--- Data in this exercise Enclosed Below ---
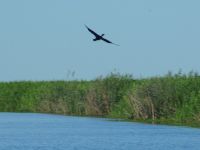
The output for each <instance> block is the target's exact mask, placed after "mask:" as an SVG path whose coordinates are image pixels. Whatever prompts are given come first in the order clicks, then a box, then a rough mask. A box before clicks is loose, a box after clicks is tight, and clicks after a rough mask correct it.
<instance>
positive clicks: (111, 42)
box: [102, 38, 120, 46]
mask: <svg viewBox="0 0 200 150" xmlns="http://www.w3.org/2000/svg"><path fill="white" fill-rule="evenodd" d="M102 40H103V41H104V42H107V43H110V44H114V45H117V46H120V45H118V44H115V43H113V42H111V41H109V40H107V39H105V38H102Z"/></svg>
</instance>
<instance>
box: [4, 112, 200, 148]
mask: <svg viewBox="0 0 200 150" xmlns="http://www.w3.org/2000/svg"><path fill="white" fill-rule="evenodd" d="M0 150H200V129H194V128H182V127H172V126H159V125H147V124H139V123H130V122H114V121H108V120H106V119H99V118H83V117H67V116H59V115H48V114H31V113H30V114H29V113H25V114H20V113H0Z"/></svg>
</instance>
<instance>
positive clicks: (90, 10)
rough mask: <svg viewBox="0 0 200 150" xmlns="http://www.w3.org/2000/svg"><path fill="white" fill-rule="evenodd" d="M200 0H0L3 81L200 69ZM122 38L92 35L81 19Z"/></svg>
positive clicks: (94, 75) (141, 73)
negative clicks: (118, 45)
mask: <svg viewBox="0 0 200 150" xmlns="http://www.w3.org/2000/svg"><path fill="white" fill-rule="evenodd" d="M199 6H200V1H199V0H190V1H189V0H101V1H99V0H70V1H69V0H1V1H0V81H13V80H66V79H71V78H72V77H70V76H69V74H70V72H73V71H74V72H75V76H74V77H73V79H94V78H96V77H98V76H100V75H107V74H109V73H111V72H113V71H116V72H120V73H122V74H123V73H129V74H132V75H133V76H135V77H141V76H142V77H150V76H156V75H164V74H166V73H167V72H168V71H172V72H177V71H178V70H179V69H182V70H183V72H189V71H191V70H194V71H198V72H200V9H199ZM84 24H87V25H88V26H89V27H90V28H92V29H93V30H95V31H97V32H98V33H100V34H101V33H105V37H106V38H108V39H110V40H111V41H113V42H115V43H118V44H120V45H121V46H120V47H118V46H115V45H109V44H107V43H104V42H102V41H98V42H93V41H92V38H93V35H91V34H90V33H89V32H88V31H87V30H86V29H85V27H84Z"/></svg>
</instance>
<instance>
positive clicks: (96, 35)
mask: <svg viewBox="0 0 200 150" xmlns="http://www.w3.org/2000/svg"><path fill="white" fill-rule="evenodd" d="M85 27H86V28H87V29H88V31H89V32H90V33H92V34H93V35H94V36H95V37H99V36H100V35H98V34H97V33H96V32H94V31H93V30H91V29H90V28H89V27H88V26H86V25H85Z"/></svg>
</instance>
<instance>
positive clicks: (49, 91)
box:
--- End of Enclosed Data in this exercise ---
## Exercise brief
Leaving out any images, restate every record word for word.

## Answer box
The output for each <instance> block is the target's exact mask, placed after "mask:" as an SVG path whose coordinates are image pixels. Whatever prompts are given come first in the order clicks, then a box, then a rough mask. A box before clicks is loose, a box after clicks is tight, and clicks after a rough mask correct it.
<instance>
positive clicks: (111, 42)
box: [102, 38, 120, 46]
mask: <svg viewBox="0 0 200 150" xmlns="http://www.w3.org/2000/svg"><path fill="white" fill-rule="evenodd" d="M102 40H103V41H104V42H107V43H110V44H114V45H117V46H120V45H118V44H115V43H113V42H111V41H109V40H107V39H105V38H102Z"/></svg>
</instance>
<instance>
box: [4, 112, 200, 148]
mask: <svg viewBox="0 0 200 150" xmlns="http://www.w3.org/2000/svg"><path fill="white" fill-rule="evenodd" d="M0 150H200V129H194V128H182V127H172V126H159V125H147V124H139V123H130V122H114V121H108V120H106V119H99V118H83V117H67V116H59V115H48V114H31V113H30V114H29V113H25V114H20V113H0Z"/></svg>
</instance>
<instance>
positive clicks: (90, 10)
rough mask: <svg viewBox="0 0 200 150" xmlns="http://www.w3.org/2000/svg"><path fill="white" fill-rule="evenodd" d="M200 0H0L3 81L200 69ZM122 38L92 35L81 19Z"/></svg>
positive clicks: (94, 75) (141, 73)
negative clicks: (118, 45)
mask: <svg viewBox="0 0 200 150" xmlns="http://www.w3.org/2000/svg"><path fill="white" fill-rule="evenodd" d="M199 6H200V1H199V0H190V1H189V0H101V1H99V0H70V1H69V0H1V1H0V81H13V80H66V79H71V78H72V77H70V76H69V74H70V72H73V71H74V72H75V76H74V77H73V79H94V78H96V77H98V76H100V75H107V74H109V73H111V72H113V71H116V72H120V73H122V74H123V73H129V74H132V75H133V76H135V77H141V76H142V77H150V76H156V75H164V74H166V73H167V72H168V71H172V72H177V71H178V70H179V69H182V70H183V72H189V71H191V70H194V71H198V72H200V9H199ZM84 24H87V25H88V26H89V27H90V28H92V29H93V30H95V31H97V32H98V33H100V34H101V33H105V37H106V38H108V39H110V40H111V41H113V42H115V43H118V44H120V45H121V46H120V47H118V46H115V45H109V44H107V43H104V42H102V41H98V42H93V41H92V38H93V35H91V34H90V33H89V32H88V31H87V30H86V29H85V27H84Z"/></svg>
</instance>
<instance>
positive clicks: (96, 35)
mask: <svg viewBox="0 0 200 150" xmlns="http://www.w3.org/2000/svg"><path fill="white" fill-rule="evenodd" d="M85 27H86V28H87V29H88V31H89V32H90V33H92V34H93V35H94V36H95V37H99V36H100V35H98V34H97V33H96V32H94V31H93V30H91V29H90V28H89V27H88V26H86V25H85Z"/></svg>
</instance>
<instance>
positive clicks: (49, 91)
box:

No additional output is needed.